What is expected » Please rewrite the stretch from the line containing "Reviewer note: confirm each instance of the white" through the line containing "pixel 174 142", swapping "truck cab" for "truck cabin" everywhere it occurs and leaving everything else unchanged.

[start of Data]

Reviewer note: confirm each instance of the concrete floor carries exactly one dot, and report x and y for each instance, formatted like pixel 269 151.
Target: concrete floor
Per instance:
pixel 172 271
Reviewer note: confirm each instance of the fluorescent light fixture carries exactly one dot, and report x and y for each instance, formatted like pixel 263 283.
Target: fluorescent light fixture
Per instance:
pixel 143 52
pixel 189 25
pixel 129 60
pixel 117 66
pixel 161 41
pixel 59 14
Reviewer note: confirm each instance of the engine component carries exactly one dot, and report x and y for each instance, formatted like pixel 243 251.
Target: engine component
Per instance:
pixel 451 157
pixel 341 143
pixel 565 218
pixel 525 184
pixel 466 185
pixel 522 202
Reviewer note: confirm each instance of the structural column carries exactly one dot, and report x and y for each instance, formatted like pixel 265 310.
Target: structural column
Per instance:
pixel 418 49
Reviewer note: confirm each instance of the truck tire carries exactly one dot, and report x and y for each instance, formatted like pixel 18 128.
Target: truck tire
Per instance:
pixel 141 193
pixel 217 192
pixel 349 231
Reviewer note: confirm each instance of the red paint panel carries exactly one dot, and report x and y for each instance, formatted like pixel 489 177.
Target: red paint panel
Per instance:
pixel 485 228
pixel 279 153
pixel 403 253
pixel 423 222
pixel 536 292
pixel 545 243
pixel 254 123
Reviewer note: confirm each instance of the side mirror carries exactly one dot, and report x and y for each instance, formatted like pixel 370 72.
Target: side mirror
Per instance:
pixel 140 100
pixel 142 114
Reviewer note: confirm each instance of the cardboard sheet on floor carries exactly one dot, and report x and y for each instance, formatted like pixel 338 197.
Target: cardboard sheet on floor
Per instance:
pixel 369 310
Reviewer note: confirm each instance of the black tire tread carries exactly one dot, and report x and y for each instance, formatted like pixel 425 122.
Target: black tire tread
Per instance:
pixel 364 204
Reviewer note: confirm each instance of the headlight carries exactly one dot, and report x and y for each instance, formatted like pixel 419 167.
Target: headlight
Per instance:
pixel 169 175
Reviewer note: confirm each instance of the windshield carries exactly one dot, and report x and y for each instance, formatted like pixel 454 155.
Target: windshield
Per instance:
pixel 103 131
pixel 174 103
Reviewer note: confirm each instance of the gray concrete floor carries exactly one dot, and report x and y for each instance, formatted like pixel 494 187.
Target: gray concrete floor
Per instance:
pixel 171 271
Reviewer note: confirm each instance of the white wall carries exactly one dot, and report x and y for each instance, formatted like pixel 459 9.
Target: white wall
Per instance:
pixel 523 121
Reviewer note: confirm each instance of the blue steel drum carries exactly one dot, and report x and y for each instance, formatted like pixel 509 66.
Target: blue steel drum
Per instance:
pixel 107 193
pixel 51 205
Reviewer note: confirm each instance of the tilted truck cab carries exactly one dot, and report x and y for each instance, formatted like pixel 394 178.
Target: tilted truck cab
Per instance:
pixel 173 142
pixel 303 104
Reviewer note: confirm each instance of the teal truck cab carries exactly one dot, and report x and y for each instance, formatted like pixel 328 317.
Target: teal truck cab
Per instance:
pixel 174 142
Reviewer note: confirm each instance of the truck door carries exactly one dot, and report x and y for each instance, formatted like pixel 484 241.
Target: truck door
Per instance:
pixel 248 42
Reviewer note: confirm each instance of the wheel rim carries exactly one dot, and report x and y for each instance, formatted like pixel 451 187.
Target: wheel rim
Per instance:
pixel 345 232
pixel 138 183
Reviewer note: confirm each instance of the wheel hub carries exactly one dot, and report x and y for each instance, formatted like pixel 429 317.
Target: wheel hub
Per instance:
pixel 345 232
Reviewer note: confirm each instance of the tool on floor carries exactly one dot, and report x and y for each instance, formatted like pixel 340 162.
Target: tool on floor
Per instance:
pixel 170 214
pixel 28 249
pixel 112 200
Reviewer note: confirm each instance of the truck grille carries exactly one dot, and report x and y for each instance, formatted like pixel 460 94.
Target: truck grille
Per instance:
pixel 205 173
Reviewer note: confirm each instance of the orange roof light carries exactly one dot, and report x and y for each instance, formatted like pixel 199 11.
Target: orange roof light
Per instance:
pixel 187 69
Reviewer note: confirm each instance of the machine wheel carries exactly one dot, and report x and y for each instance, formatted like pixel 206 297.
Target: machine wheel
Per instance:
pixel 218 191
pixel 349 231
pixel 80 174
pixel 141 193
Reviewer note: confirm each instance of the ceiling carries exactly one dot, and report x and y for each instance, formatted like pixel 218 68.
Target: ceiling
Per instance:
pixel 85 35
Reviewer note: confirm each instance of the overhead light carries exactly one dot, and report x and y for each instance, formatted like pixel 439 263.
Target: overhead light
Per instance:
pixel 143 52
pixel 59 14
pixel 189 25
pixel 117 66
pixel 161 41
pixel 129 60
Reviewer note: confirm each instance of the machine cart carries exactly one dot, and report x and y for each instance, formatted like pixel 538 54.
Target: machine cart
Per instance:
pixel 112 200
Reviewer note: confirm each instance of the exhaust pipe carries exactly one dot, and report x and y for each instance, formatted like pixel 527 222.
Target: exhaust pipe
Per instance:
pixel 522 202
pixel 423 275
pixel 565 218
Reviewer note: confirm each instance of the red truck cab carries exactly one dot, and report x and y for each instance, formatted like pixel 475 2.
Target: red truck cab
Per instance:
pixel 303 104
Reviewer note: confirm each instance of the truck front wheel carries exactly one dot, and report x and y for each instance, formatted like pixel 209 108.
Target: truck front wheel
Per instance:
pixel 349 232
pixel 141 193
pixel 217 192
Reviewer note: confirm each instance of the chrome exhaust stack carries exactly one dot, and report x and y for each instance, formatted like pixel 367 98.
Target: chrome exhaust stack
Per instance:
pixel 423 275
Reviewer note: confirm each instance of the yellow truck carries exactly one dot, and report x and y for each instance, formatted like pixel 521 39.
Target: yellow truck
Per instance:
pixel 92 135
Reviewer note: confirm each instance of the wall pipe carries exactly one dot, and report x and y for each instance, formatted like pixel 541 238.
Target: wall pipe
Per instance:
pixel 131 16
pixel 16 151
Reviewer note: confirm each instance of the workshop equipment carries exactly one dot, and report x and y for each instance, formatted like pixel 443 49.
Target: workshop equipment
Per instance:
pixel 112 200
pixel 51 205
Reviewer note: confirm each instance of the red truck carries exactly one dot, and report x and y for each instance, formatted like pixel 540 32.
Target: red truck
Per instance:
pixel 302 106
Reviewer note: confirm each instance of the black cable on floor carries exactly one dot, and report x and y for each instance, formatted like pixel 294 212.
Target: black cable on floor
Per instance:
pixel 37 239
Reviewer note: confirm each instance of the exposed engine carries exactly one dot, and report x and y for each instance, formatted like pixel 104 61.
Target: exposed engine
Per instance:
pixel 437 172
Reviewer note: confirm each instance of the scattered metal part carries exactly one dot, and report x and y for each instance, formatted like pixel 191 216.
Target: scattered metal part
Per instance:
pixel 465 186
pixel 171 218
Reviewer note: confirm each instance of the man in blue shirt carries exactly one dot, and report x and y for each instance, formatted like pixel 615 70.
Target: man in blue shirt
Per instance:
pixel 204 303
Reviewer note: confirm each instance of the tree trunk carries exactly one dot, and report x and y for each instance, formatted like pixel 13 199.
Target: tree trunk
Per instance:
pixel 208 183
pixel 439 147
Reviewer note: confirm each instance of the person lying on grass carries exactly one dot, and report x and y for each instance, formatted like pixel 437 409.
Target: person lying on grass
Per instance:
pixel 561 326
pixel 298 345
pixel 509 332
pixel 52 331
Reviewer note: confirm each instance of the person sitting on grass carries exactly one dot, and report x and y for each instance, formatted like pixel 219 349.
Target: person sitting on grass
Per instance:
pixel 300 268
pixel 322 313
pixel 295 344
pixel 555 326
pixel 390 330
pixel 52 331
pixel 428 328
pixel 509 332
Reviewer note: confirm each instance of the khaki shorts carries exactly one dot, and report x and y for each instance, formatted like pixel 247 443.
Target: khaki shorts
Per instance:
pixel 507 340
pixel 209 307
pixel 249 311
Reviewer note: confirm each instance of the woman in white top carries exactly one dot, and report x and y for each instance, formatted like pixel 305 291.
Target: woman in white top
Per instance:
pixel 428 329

[end of Data]

Solution below »
Reviewer note: confirm each instance of the white wall carries exactly one dot, and report x and y for each instance, formatted like pixel 459 9.
Target: white wall
Per instance:
pixel 523 121
Reviewer note: confirm each instance of the blue steel drum carries exactly one dot, and report x and y for each instance, formatted like pixel 509 66.
Target: blue steel drum
Per instance:
pixel 107 193
pixel 51 205
Reviewer note: confirm each instance of the tilted truck cabin carries exactly one dot, and report x and y for each instance, formatted like pixel 394 178.
Target: tilted truck cabin
Per instance:
pixel 173 142
pixel 303 104
Reviewer note: confirm each instance of the teal truck cabin carries exactly one dot, and report x and y for each instance, formatted like pixel 328 317.
Target: teal truck cabin
Per instance:
pixel 174 142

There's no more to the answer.